Short exercise >>
Number each line of the items below in order, leaving out any blank lines.

========

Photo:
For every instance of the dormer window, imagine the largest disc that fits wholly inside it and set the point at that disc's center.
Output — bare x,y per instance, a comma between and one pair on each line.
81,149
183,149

========

Exercise response >>
1. Photo:
2. For every instance of the dormer window, imagine the largest disc that fits wholly inside it and set the point at that disc's center.
3. Output — bare x,y per instance, a comma between and one pair on each line.
4. 81,149
5. 183,149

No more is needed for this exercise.